— START OF Information shown —
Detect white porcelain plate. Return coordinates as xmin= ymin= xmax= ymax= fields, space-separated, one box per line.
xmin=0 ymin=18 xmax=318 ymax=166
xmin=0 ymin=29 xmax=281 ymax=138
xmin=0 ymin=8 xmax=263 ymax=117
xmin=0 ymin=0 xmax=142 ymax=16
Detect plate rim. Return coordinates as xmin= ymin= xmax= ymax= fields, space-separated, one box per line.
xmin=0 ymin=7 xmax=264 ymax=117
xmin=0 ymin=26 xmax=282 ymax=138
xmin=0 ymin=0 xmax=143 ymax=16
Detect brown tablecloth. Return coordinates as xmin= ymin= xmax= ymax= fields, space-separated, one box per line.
— END OF Information shown —
▶ Problem requirements: Copy every one of the records above line for line, keeping each character unchanged.

▶ Task output:
Detect white porcelain plate. Return coordinates as xmin= ymin= xmax= ymax= fields, space-separated, one box per line.
xmin=0 ymin=18 xmax=318 ymax=166
xmin=0 ymin=29 xmax=281 ymax=138
xmin=0 ymin=8 xmax=263 ymax=117
xmin=0 ymin=0 xmax=142 ymax=16
Detect plate rim. Return coordinates as xmin= ymin= xmax= ymax= fields, space-separated, one box per line.
xmin=0 ymin=7 xmax=264 ymax=117
xmin=0 ymin=26 xmax=282 ymax=138
xmin=0 ymin=0 xmax=143 ymax=16
Detect brown tablecloth. Return coordinates as xmin= ymin= xmax= ymax= fields, space-separated, one box per line.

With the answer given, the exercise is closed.